**Extrait de page:**
>>
Le mari faisait du tricot

En février 1936, tandis que se préparent les élections législatives qui porteront au pouvoir Léon Blum et son gouvernement de Front Populaire, les Rambolitains se passionnent pour le crime de ceux que la presse nationale a immédiatement baptisés les amants tragiques de Rambouillet.

Le crime

Gilberte Robillard a 28 ans. Elle a épousé à 19 ans Olivier Tessier, de 4 ans son aîné. Le couple vit, avec ses 4 enfants de 15 mois à 9 ans, dans un immeuble de Grenonvilliers, quartier ouvrier de Rambouillet.

Olivier est peintre au service des Chemins de fer de l’Etat. C’est un homme doux, mais sans doute faible, que sa femme méprise, et qu’elle trompe depuis des mois avec un ami de son époux, Gaston Langevin, 25 ans, peintre dans l’entreprise de couverture Aube. Leur liaison est connue de tous… sauf du mari.

On ne saura pas qui a décidé le premier de se débarrasser d’un mari pourtant peu encombrant. Cependant, en janvier 1936, les deux amants choisissent de passer à l’acte. Langevin achète un  révolver, avec de l’argent que lui donne sa maîtresse. Dans la nuit du 27 au 28 janvier, il brise une lanterne de la voie ferrée de Rambouillet, espérant que Tessier, chargé de son entretien, serait appelé pour la réparer. Il l’aurait alors assassiné, et en plaçant son corps sur la voie ferrée, aurait simulé un accident qui aurait même valu à sa veuve une pension. Mais ce n’est pas Tessier qui est chargé de la réparation.

Langevin casse une seconde lanterne dans la nuit du 3 au 4 février, sans plus de résultat.
<<
**Consigne:**
Restituez intégralement le récit du crime de Rambouillet, sans la moindre modification. Les enregistrements ne sont pas nécessaires ici.

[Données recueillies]
>>
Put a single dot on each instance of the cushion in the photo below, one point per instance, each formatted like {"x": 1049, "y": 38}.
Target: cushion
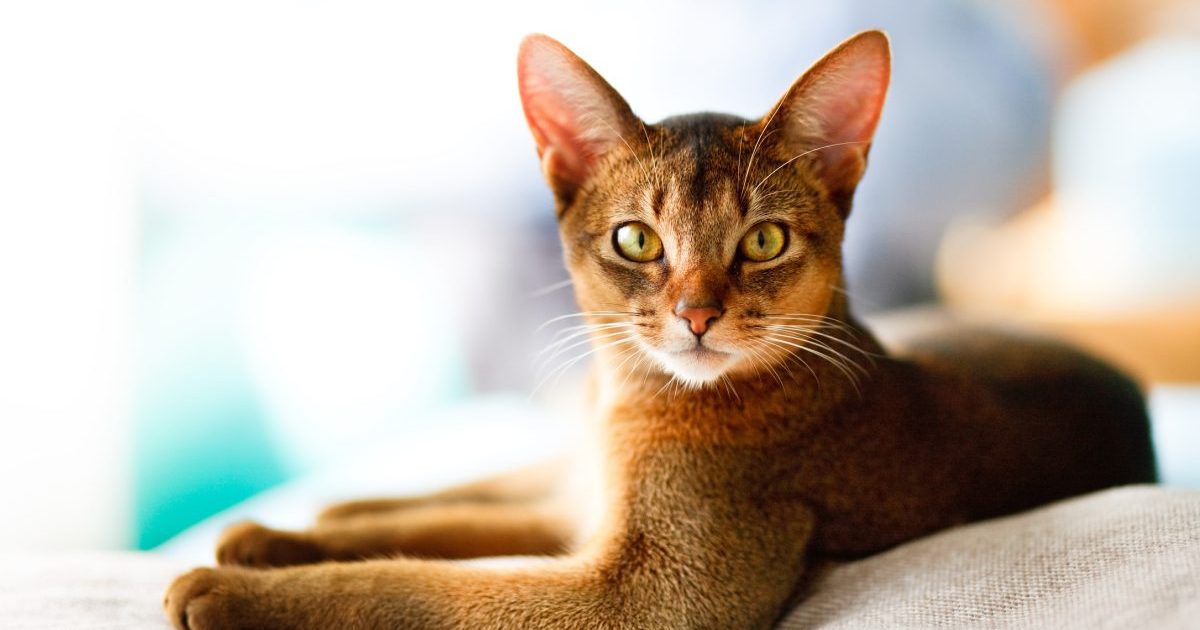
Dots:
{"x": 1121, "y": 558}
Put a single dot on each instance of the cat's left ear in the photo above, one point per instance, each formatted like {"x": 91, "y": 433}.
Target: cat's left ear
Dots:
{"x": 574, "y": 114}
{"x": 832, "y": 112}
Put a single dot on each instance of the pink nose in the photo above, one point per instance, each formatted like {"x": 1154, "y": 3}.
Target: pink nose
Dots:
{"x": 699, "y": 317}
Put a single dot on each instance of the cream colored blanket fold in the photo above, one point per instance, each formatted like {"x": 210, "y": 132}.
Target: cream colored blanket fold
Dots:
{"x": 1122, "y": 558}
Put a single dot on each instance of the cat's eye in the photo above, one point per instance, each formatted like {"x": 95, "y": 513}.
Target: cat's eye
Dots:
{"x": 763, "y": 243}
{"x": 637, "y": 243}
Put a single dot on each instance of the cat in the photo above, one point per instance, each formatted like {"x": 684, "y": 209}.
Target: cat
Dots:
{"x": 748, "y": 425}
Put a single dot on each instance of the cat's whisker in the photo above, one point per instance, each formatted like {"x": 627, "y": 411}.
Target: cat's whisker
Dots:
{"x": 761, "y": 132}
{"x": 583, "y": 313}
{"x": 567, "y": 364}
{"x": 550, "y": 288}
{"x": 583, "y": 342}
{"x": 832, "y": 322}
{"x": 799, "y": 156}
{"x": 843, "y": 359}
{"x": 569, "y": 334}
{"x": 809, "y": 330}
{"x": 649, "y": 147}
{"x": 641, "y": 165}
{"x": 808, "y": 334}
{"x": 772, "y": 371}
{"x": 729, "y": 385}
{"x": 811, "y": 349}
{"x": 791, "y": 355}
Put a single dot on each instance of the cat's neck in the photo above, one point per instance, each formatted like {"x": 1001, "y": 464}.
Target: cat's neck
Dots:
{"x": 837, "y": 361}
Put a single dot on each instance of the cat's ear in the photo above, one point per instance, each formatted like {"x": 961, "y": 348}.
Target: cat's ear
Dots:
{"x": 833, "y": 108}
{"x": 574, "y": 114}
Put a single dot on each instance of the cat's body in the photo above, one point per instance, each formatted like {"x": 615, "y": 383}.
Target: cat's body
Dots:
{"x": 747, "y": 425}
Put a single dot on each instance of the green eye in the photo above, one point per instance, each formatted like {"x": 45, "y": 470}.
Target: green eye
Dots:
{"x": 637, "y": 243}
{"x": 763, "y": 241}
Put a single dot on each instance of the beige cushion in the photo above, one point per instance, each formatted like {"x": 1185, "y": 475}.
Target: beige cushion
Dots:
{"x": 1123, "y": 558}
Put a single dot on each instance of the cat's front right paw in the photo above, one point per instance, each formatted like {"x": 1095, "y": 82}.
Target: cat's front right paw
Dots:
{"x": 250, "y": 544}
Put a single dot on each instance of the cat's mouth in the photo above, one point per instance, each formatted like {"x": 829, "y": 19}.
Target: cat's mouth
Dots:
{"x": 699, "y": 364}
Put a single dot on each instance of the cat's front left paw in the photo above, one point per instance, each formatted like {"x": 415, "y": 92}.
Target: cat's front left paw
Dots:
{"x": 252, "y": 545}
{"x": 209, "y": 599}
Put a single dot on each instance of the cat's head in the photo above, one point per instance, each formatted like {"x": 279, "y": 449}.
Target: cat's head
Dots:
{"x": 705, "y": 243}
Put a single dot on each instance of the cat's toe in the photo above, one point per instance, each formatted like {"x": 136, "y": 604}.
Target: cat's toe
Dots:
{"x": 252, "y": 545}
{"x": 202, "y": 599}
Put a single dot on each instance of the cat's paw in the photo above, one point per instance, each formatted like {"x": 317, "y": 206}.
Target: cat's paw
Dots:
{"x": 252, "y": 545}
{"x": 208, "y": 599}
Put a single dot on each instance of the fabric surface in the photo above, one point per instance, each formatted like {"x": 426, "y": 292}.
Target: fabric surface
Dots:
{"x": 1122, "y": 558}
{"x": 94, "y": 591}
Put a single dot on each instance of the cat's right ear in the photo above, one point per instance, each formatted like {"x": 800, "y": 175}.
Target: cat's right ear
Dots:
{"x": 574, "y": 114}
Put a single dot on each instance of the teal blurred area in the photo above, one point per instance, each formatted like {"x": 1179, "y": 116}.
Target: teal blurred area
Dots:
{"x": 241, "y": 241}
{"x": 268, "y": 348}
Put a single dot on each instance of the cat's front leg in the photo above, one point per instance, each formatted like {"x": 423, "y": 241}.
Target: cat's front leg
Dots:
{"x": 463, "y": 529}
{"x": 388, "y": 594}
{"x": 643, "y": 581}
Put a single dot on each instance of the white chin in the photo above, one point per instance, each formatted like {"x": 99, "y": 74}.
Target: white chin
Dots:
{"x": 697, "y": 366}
<<
**Solution proposée:**
Le mari faisait du tricot

En février 1936, tandis que se préparent les élections législatives qui porteront au pouvoir Léon Blum et son gouvernement de Front Populaire, les Rambolitains se passionnent pour le crime de ceux que la presse nationale a immédiatement baptisés les amants tragiques de Rambouillet.

Le crime

Gilberte Robillard a 28 ans. Elle a épousé à 19 ans Olivier Tessier, de 4 ans son aîné. Le couple vit, avec ses 4 enfants de 15 mois à 9 ans, dans un immeuble de Grenonvilliers, quartier ouvrier de Rambouillet.

Olivier est peintre au service des Chemins de fer de l’Etat. C’est un homme doux, mais sans doute faible, que sa femme méprise, et qu’elle trompe depuis des mois avec un ami de son époux, Gaston Langevin, 25 ans, peintre dans l’entreprise de couverture Aube. Leur liaison est connue de tous… sauf du mari.

On ne saura pas qui a décidé le premier de se débarrasser d’un mari pourtant peu encombrant. Cependant, en janvier 1936, les deux amants choisissent de passer à l’acte. Langevin achète un  révolver, avec de l’argent que lui donne sa maîtresse. Dans la nuit du 27 au 28 janvier, il brise une lanterne de la voie ferrée de Rambouillet, espérant que Tessier, chargé de son entretien, serait appelé pour la réparer. Il l’aurait alors assassiné, et en plaçant son corps sur la voie ferrée, aurait simulé un accident qui aurait même valu à sa veuve une pension. Mais ce n’est pas Tessier qui est chargé de la réparation.

Langevin casse une seconde lanterne dans la nuit du 3 au 4 février, sans plus de résultat.